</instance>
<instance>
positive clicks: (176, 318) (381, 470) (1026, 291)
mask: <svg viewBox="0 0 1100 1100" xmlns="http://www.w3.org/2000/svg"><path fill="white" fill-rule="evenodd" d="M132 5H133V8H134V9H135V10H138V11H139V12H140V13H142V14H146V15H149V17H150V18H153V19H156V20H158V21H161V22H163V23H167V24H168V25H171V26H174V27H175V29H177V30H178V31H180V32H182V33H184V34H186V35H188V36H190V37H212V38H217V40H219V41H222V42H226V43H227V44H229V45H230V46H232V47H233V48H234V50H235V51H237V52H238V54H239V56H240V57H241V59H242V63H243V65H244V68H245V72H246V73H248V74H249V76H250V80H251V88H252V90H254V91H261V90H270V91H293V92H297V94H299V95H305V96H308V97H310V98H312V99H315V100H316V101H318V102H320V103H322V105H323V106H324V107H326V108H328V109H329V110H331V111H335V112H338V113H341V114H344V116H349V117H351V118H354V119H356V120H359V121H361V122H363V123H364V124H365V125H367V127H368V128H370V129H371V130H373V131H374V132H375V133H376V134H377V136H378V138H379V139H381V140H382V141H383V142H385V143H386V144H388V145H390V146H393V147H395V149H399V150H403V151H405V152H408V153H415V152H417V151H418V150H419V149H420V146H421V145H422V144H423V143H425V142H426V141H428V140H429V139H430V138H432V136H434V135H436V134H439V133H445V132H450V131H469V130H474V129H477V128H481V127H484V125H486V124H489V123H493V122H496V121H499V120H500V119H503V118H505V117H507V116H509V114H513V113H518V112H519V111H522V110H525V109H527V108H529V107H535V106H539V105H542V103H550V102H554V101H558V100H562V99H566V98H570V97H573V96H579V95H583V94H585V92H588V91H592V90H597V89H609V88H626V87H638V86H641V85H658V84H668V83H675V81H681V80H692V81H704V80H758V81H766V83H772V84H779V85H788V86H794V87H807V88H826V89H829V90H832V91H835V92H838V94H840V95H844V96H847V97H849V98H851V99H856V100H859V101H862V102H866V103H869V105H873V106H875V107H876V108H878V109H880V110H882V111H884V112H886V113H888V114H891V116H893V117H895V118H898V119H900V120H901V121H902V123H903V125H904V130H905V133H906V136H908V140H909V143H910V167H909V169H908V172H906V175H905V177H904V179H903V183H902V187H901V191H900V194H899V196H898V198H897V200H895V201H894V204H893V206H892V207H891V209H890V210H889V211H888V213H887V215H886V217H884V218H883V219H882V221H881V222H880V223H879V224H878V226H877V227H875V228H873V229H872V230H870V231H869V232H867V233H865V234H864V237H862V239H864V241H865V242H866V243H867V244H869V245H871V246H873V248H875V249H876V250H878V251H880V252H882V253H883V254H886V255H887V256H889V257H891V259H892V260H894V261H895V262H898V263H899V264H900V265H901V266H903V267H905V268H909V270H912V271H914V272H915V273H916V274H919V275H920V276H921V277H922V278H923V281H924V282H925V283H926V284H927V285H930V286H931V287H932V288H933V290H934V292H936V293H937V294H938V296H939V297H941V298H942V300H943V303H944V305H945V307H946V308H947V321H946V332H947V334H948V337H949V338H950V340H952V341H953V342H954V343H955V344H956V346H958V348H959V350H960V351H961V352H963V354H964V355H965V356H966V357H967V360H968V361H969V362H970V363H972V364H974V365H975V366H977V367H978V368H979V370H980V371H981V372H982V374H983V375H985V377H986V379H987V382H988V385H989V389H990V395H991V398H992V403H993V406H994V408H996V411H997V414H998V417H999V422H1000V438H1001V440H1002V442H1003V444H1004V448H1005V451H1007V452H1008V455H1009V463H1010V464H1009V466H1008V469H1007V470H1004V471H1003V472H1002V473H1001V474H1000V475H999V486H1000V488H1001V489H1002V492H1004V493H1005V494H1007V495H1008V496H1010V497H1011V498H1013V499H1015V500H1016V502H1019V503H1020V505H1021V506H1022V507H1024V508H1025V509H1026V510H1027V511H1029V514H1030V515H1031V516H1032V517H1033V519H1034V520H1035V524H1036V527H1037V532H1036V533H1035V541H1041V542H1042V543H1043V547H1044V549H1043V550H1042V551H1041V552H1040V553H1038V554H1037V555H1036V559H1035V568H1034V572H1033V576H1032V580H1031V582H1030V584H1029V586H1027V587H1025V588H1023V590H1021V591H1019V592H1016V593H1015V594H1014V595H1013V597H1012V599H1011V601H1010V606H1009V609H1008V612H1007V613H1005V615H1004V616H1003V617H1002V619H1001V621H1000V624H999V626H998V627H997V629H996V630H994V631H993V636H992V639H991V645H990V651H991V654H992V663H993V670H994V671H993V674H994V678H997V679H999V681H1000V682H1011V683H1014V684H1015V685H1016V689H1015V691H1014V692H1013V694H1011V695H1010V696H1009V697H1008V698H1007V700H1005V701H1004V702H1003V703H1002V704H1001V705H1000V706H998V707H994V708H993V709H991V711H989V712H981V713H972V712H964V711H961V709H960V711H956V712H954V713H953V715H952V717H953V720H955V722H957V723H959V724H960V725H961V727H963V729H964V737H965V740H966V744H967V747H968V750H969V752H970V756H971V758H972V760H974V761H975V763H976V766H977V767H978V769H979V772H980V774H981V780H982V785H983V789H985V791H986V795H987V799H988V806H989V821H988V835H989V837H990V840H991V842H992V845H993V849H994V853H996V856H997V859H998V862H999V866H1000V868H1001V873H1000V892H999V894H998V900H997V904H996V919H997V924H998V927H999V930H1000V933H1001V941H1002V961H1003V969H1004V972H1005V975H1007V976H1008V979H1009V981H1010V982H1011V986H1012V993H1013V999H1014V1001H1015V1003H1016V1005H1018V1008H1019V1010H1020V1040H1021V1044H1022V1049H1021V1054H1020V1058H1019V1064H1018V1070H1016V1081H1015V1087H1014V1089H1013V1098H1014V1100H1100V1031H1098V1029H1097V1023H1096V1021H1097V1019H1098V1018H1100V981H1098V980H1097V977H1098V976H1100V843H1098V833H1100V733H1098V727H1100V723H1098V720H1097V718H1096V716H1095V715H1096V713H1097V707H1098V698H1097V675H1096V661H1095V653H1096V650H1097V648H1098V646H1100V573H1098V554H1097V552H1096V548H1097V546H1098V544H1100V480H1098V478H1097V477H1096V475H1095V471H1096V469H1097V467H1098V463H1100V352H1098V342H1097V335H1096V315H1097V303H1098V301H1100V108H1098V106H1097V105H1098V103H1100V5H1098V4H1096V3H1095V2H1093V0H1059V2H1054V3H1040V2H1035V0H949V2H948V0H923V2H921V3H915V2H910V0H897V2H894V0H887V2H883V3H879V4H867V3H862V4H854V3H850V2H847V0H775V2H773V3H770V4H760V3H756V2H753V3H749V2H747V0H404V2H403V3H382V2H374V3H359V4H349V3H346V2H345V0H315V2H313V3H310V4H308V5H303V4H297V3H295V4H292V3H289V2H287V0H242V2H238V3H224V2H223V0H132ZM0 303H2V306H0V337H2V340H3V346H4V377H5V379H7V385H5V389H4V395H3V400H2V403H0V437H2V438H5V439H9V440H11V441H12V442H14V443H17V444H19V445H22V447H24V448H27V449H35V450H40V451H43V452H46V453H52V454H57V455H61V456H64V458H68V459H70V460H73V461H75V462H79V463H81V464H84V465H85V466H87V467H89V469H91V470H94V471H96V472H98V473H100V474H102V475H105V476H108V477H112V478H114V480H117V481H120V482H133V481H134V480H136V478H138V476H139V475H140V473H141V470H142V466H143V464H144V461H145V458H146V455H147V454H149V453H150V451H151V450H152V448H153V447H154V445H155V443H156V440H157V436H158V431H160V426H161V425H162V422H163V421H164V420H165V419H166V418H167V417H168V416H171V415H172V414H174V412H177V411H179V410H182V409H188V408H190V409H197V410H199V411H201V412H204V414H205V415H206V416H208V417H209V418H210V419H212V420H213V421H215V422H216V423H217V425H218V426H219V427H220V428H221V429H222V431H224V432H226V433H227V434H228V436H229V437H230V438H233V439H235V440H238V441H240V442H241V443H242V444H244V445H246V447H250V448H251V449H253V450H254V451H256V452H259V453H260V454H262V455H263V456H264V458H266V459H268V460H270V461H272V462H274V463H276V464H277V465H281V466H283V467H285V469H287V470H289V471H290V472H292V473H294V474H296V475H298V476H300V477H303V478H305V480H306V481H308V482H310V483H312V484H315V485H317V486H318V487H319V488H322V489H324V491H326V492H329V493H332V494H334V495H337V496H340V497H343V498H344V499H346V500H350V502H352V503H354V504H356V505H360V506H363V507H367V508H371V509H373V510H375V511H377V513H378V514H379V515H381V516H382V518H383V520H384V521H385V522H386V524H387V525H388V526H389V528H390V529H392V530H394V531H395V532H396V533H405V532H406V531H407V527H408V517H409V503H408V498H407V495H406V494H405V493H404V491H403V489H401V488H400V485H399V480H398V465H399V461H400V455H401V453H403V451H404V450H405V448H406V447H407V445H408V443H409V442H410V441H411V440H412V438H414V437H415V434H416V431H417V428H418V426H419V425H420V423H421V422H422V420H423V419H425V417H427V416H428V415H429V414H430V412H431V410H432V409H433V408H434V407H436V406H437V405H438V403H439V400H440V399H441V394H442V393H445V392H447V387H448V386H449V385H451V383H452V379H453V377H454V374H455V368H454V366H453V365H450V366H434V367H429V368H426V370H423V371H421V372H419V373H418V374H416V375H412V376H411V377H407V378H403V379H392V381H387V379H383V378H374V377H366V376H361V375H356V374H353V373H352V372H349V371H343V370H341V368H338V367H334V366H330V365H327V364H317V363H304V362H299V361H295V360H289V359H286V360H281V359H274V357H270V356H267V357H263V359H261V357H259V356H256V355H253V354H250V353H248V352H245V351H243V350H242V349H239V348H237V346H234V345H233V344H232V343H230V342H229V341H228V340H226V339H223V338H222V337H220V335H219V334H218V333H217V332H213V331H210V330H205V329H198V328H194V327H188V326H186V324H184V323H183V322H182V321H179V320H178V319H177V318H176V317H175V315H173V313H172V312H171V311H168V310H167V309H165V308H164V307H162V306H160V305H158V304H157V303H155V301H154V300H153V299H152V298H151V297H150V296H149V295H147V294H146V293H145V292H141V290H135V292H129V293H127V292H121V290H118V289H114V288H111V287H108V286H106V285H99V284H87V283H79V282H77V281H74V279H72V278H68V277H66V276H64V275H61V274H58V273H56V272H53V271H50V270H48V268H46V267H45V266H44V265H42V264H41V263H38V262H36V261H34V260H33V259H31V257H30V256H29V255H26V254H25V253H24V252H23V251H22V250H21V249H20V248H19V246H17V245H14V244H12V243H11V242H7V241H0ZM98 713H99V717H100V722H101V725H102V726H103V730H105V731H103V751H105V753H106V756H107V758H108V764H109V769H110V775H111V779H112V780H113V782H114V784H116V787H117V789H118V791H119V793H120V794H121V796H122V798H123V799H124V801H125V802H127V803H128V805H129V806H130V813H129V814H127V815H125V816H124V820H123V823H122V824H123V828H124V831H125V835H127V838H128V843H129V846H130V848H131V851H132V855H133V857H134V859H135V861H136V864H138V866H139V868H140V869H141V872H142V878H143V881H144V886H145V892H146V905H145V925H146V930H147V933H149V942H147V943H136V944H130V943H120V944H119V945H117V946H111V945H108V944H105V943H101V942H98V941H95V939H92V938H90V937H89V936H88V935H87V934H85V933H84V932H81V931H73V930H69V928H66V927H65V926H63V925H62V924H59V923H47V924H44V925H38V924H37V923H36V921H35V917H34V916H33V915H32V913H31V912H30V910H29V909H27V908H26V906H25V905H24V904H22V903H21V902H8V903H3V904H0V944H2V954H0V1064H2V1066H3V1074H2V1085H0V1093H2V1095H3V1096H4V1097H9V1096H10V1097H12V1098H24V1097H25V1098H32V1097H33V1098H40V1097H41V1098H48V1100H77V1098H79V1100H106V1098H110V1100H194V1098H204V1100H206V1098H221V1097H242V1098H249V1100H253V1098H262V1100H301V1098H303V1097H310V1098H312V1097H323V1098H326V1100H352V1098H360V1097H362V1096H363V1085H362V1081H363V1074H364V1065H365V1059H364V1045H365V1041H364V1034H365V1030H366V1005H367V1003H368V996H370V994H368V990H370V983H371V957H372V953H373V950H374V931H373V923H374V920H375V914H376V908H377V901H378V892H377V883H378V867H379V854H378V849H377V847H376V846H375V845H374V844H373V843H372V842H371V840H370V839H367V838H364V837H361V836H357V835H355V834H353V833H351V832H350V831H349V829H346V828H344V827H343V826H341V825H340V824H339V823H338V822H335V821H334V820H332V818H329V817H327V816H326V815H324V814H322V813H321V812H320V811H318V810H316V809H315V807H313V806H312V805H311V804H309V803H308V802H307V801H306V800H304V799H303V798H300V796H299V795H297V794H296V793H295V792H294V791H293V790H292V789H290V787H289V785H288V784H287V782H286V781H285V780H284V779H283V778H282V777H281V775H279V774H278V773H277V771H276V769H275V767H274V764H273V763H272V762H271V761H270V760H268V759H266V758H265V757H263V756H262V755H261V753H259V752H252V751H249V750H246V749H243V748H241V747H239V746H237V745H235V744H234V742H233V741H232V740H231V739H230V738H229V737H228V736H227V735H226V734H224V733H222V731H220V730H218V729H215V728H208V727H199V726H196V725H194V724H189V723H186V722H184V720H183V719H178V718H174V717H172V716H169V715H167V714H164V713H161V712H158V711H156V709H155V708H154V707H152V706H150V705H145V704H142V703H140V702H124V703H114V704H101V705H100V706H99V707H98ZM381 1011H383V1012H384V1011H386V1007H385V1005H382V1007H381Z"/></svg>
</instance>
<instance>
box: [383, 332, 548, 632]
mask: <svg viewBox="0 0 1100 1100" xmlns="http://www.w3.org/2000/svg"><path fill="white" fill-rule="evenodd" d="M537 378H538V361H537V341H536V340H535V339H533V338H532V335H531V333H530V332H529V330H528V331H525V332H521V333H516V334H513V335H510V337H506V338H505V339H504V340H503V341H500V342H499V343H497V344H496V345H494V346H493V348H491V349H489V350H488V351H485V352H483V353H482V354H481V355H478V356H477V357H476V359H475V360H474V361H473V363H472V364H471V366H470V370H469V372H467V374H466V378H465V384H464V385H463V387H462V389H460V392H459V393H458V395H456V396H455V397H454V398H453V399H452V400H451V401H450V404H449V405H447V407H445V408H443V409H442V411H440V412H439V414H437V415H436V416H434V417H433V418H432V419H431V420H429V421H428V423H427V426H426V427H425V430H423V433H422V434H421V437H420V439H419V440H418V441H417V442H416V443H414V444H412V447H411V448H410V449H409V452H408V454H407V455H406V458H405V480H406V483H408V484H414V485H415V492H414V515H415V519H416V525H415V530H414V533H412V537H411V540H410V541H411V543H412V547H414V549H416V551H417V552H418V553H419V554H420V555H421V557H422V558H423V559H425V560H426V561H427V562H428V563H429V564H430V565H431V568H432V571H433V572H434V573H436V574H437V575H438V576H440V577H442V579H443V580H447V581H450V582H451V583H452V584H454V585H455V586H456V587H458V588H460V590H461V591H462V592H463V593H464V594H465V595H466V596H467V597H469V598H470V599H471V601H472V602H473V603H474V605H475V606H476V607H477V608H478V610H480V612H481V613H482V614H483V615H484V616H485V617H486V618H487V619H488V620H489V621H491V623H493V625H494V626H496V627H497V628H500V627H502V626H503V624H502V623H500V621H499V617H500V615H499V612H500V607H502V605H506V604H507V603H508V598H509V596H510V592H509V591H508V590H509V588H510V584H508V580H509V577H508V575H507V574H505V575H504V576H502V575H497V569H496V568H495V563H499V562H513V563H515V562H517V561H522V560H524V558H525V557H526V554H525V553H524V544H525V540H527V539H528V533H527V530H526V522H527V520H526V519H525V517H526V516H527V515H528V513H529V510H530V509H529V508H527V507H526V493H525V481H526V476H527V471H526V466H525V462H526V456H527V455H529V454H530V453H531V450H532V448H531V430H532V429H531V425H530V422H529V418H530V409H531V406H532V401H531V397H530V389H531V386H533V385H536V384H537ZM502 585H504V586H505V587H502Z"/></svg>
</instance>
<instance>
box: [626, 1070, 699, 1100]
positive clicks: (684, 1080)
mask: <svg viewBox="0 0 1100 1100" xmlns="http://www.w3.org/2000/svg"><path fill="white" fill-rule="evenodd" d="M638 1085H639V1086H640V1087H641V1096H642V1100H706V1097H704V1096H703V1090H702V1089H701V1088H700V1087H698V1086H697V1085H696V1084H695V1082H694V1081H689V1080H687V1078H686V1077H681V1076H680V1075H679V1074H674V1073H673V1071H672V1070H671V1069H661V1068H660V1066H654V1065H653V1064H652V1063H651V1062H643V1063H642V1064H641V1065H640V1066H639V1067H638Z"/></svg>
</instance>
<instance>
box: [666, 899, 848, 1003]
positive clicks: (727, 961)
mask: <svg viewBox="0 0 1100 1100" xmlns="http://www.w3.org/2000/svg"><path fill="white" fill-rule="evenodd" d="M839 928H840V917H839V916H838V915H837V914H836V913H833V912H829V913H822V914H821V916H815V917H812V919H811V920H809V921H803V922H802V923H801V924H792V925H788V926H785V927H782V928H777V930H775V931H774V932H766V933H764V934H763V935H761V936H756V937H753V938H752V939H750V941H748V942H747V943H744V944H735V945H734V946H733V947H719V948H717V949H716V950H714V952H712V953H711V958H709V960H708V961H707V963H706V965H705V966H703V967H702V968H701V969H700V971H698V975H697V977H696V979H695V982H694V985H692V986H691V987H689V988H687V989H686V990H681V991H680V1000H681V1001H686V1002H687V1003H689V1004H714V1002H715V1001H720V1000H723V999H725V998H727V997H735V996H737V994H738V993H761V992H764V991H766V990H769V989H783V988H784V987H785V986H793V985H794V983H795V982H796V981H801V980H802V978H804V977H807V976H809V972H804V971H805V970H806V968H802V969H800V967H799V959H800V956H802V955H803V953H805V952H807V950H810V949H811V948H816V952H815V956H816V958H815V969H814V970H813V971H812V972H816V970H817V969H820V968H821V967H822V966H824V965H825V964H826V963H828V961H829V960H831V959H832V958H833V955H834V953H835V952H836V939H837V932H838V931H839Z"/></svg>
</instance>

+-------+

Problem statement - Within the data above, filter for lines containing the word "clicks" and copy each one.

Expected answer -
positive clicks: (176, 318) (381, 470) (1026, 291)
positive clicks: (684, 1080)
positive clicks: (727, 961)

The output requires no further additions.